Line count for "above": state how many lines of the data below include it, and output nothing more.

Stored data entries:
● ● ● ●
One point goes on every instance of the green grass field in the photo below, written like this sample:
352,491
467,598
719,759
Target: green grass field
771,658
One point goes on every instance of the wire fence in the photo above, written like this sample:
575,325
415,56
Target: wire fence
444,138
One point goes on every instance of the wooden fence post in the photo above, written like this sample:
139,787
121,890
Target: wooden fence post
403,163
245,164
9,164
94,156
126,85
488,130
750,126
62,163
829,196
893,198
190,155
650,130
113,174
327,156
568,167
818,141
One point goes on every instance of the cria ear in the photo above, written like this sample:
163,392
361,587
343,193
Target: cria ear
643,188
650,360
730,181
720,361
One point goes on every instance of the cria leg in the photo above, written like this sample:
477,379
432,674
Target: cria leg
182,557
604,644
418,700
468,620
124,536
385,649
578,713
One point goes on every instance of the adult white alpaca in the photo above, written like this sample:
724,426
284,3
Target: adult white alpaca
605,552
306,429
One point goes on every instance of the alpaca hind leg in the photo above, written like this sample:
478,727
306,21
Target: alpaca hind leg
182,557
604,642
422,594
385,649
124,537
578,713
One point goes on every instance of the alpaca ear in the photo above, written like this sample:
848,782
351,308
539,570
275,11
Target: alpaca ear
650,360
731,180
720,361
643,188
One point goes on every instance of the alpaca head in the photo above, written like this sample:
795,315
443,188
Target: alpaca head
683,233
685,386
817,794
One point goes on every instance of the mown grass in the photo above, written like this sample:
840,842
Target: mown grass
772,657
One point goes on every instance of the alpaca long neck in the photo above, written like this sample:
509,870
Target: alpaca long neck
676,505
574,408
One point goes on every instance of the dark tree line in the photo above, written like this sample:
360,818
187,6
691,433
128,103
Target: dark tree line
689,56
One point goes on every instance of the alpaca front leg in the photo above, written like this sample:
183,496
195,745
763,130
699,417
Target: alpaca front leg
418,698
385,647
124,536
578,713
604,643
● ● ● ●
[Response area]
12